Data entries:
Start of Block
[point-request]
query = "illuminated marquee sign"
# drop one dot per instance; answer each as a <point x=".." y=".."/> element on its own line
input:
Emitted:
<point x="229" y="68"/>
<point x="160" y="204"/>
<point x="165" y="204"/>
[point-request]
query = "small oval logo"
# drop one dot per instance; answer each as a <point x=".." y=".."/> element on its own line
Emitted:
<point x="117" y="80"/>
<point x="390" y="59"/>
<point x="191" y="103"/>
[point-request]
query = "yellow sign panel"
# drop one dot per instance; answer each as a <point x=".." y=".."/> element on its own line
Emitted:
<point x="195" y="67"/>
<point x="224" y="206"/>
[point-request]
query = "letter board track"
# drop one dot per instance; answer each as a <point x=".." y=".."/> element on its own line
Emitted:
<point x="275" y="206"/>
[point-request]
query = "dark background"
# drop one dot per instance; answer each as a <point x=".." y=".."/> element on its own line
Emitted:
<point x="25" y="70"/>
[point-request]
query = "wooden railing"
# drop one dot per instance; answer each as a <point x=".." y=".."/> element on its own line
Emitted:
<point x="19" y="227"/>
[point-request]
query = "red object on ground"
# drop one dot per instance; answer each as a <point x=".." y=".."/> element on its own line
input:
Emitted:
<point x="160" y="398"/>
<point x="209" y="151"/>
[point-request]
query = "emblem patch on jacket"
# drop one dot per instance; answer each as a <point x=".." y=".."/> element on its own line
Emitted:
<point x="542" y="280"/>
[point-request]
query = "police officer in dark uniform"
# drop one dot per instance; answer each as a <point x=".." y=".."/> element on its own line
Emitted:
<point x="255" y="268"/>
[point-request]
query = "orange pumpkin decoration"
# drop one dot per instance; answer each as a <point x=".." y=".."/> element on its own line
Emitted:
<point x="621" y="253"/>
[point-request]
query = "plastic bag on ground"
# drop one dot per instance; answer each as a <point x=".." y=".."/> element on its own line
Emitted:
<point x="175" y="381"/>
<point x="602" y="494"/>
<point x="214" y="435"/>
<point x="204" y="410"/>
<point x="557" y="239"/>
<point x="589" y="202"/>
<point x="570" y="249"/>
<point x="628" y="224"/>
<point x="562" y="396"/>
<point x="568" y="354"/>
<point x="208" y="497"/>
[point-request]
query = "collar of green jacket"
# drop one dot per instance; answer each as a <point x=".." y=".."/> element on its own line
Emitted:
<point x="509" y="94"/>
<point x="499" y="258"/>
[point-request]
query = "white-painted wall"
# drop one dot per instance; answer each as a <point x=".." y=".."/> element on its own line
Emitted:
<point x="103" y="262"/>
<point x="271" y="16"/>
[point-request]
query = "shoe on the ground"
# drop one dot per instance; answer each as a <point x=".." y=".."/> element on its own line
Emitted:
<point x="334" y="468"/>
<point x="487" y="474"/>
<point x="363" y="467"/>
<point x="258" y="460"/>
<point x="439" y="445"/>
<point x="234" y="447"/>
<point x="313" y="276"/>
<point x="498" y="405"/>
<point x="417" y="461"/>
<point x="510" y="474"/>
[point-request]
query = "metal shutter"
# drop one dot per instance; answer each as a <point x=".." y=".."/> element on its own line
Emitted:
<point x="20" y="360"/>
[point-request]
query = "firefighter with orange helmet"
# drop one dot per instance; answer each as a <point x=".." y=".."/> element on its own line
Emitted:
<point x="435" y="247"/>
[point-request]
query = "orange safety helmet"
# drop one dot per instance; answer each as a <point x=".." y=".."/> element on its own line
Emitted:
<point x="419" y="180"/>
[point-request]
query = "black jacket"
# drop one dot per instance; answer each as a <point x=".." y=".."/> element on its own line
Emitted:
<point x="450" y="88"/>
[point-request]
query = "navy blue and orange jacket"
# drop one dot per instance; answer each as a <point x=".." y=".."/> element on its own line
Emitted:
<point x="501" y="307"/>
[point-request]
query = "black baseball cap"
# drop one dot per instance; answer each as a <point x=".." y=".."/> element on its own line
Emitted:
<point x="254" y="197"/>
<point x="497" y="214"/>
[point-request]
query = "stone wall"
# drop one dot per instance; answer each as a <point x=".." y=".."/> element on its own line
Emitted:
End of Block
-- WORK TO BE COMPLETED --
The reply must repeat all of the records precisely.

-- RESULT FOR THIS TASK --
[point-request]
query = "illuminated marquee sign"
# drop one dot per instance; answer each as a <point x=".." y=".."/> element on its own line
input:
Emitted:
<point x="229" y="68"/>
<point x="160" y="204"/>
<point x="165" y="204"/>
[point-request]
query = "small oval logo"
# drop one dot per instance; answer each as a <point x=".." y=".."/> element on its own line
Emitted:
<point x="117" y="80"/>
<point x="390" y="59"/>
<point x="191" y="103"/>
[point-request]
query = "yellow sign panel"
# drop one dot per instance; answer each as a <point x=".." y=".."/> element on its own line
Emitted:
<point x="195" y="67"/>
<point x="224" y="206"/>
[point-request]
query = "letter board track"
# drop one dot per instance; answer each as a <point x=".." y=".."/> element on its own line
Emitted:
<point x="275" y="206"/>
[point-request]
query = "dark background"
# drop one dot per instance; answer each as a <point x=".." y=".."/> element on its own line
Emitted:
<point x="25" y="70"/>
[point-request]
query = "wooden railing"
# drop one dot per instance; answer each as a <point x=".." y=".."/> element on its own line
Emitted:
<point x="19" y="227"/>
[point-request]
query = "red object on ground"
# drop one dot per instance; answer each as a <point x=".." y=".."/> element on its own line
input:
Emitted:
<point x="160" y="398"/>
<point x="209" y="151"/>
[point-request]
query = "emblem patch on jacket"
# drop one dot per instance; answer each as a <point x=".." y=".."/> element on its own line
Emitted:
<point x="542" y="280"/>
[point-request]
query = "police officer in dark uniform"
# drop one dot per instance; answer each as a <point x=".." y=".."/> element on its own line
Emitted:
<point x="255" y="268"/>
[point-request]
query = "orange pumpkin decoration"
# drop one dot per instance; answer each as a <point x=".." y=".."/> element on its own line
Emitted:
<point x="621" y="253"/>
[point-request]
query = "plastic bag on ground"
# drop one dot per instance; answer each as a <point x=".." y=".."/> element on its own line
Emitted:
<point x="175" y="381"/>
<point x="602" y="494"/>
<point x="214" y="435"/>
<point x="204" y="410"/>
<point x="557" y="239"/>
<point x="589" y="202"/>
<point x="570" y="249"/>
<point x="628" y="224"/>
<point x="562" y="396"/>
<point x="568" y="354"/>
<point x="208" y="497"/>
[point-request]
query = "collar of green jacket"
# drop one dot per instance; answer each as a <point x=".." y=".."/> element on its own line
Emitted:
<point x="509" y="94"/>
<point x="499" y="258"/>
[point-request]
query = "white-painted wall"
# drop one dot per instance; answer each as a <point x=".." y=".."/> element on its own line
Emitted:
<point x="103" y="262"/>
<point x="271" y="16"/>
[point-request]
query = "shoe on the ground"
# drop one dot per instance; answer each as a <point x=".." y=".."/> element on its own line
Emitted:
<point x="334" y="468"/>
<point x="487" y="474"/>
<point x="363" y="467"/>
<point x="258" y="460"/>
<point x="439" y="445"/>
<point x="234" y="447"/>
<point x="313" y="276"/>
<point x="498" y="405"/>
<point x="417" y="461"/>
<point x="510" y="474"/>
[point-request]
query = "metal shutter"
# drop one dot per instance; answer each as a <point x=".." y=".."/> element on its own line
Emitted:
<point x="20" y="360"/>
[point-request]
query = "firefighter with orange helmet"
# drop one dot per instance; answer each as a <point x=".." y=".."/> element on its own line
Emitted:
<point x="435" y="247"/>
[point-request]
query = "orange safety helmet"
# drop one dot per instance; answer each as a <point x=".." y=".."/> element on its own line
Emitted:
<point x="419" y="180"/>
[point-request]
query = "black jacket"
# drop one dot per instance; answer each as a <point x=".." y=".."/> element on its own line
Emitted:
<point x="450" y="88"/>
[point-request]
query = "navy blue and orange jacket"
# drop one dot per instance; answer each as a <point x=".." y=".."/> element on its own line
Emitted:
<point x="501" y="307"/>
[point-request]
query = "black baseball cap"
# drop one dot per instance; answer each as a <point x=".." y=".."/> element on its own line
Emitted:
<point x="254" y="197"/>
<point x="497" y="214"/>
[point-request]
query = "stone wall"
# drop one dot per instance; answer each as a <point x=".." y=".."/> element on its own line
Emitted:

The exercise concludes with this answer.